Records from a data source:

>>>

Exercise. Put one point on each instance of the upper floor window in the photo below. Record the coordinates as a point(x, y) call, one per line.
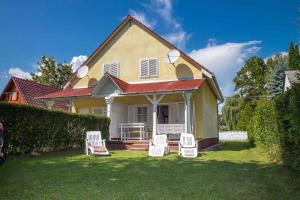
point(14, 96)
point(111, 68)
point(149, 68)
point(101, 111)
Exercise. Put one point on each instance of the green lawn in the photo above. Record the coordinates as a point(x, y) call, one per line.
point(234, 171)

<<<
>>>

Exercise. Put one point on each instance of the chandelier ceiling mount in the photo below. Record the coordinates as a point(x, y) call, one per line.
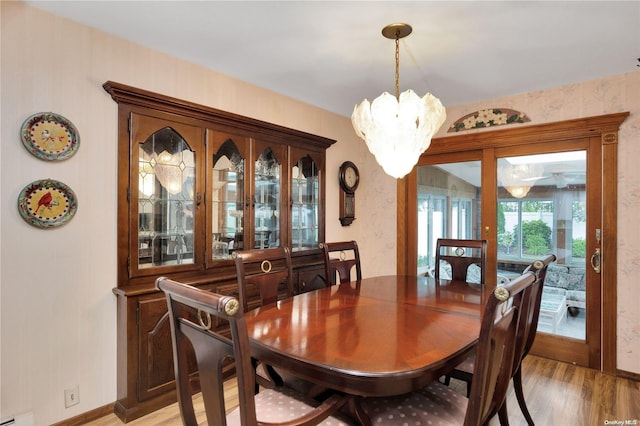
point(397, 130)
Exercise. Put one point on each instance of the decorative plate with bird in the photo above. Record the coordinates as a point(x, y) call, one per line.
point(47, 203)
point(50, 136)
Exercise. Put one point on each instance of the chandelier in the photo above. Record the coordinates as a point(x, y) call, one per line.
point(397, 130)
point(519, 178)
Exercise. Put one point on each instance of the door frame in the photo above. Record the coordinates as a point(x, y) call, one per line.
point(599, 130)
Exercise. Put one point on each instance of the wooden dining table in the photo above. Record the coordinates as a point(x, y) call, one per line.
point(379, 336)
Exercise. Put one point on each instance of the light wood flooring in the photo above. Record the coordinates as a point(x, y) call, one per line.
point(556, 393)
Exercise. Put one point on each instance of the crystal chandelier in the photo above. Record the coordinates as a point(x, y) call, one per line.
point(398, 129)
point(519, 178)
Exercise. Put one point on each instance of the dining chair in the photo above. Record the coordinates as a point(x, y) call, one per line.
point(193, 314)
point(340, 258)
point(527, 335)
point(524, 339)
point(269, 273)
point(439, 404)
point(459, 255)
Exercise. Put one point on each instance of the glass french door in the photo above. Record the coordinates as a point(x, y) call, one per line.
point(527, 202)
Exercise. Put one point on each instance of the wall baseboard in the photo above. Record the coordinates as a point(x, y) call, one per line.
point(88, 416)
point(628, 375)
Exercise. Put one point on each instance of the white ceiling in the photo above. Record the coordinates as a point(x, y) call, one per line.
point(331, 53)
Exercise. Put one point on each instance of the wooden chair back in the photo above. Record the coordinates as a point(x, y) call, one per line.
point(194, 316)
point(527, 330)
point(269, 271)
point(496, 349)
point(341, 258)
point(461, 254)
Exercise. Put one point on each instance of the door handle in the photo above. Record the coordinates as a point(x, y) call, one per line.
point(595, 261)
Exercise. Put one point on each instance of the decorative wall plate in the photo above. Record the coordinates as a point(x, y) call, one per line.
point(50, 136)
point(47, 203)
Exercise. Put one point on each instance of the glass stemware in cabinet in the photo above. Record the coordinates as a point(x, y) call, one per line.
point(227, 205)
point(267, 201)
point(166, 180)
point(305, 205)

<<<
>>>

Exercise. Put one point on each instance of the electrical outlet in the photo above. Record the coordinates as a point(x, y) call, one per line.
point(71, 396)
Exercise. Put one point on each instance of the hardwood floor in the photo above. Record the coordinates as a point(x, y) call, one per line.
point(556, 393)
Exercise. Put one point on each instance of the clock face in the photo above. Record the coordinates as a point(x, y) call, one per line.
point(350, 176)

<<<

■ **Written task**: Please format the stretch of lines above, from the one containing "Exercise. Put one point on each instance of the green" through the one containing "point(234, 171)", as a Markdown table with the columns Row and Text. Number each row and leave out any blank lines.

■ **Full output**:
| Row | Text |
|---|---|
| 1 | Exercise. Put one point on each instance of the green lawn in the photo above. Record the coordinates as a point(x, y) call, one per line. |
| 2 | point(234, 171) |